Short exercise: How many of the lines below contain the string "table"? Reply with the number alone.

Data rows:
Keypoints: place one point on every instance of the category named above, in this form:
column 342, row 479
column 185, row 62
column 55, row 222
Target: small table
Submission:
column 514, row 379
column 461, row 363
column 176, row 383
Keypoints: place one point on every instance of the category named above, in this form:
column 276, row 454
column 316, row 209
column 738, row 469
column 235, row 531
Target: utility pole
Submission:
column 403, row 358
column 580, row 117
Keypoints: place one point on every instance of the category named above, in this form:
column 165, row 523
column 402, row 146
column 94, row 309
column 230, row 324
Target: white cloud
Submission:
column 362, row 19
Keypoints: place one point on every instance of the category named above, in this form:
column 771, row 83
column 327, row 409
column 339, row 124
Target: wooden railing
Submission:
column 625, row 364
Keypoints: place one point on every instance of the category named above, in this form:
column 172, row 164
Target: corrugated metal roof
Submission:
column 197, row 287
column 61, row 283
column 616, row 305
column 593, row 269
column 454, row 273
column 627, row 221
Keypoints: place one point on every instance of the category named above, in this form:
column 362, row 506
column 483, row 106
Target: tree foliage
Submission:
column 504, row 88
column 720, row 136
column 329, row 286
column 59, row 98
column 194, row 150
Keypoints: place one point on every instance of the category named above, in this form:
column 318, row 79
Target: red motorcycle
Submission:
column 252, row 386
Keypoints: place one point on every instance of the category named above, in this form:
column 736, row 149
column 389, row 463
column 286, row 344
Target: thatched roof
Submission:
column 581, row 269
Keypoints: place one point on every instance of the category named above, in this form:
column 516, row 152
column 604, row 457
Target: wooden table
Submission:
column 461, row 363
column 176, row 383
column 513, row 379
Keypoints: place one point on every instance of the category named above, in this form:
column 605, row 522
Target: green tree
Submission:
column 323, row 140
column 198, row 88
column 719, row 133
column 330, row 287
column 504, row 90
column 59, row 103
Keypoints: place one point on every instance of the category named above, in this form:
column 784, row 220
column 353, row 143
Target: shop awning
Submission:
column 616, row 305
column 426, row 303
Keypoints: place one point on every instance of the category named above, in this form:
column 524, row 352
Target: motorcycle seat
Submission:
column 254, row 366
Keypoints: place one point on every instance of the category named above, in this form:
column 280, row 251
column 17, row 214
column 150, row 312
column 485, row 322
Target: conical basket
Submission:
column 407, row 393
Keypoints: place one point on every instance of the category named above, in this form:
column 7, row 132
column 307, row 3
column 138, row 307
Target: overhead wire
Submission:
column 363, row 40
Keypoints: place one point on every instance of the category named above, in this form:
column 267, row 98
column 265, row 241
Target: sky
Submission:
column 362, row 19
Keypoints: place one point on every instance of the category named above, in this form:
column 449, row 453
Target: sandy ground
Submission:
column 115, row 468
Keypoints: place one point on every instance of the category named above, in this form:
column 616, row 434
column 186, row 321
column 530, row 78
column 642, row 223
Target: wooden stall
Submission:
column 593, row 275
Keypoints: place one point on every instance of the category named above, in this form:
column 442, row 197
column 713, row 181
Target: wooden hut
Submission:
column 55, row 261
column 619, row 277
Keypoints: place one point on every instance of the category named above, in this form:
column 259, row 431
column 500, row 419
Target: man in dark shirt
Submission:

Expected answer: 2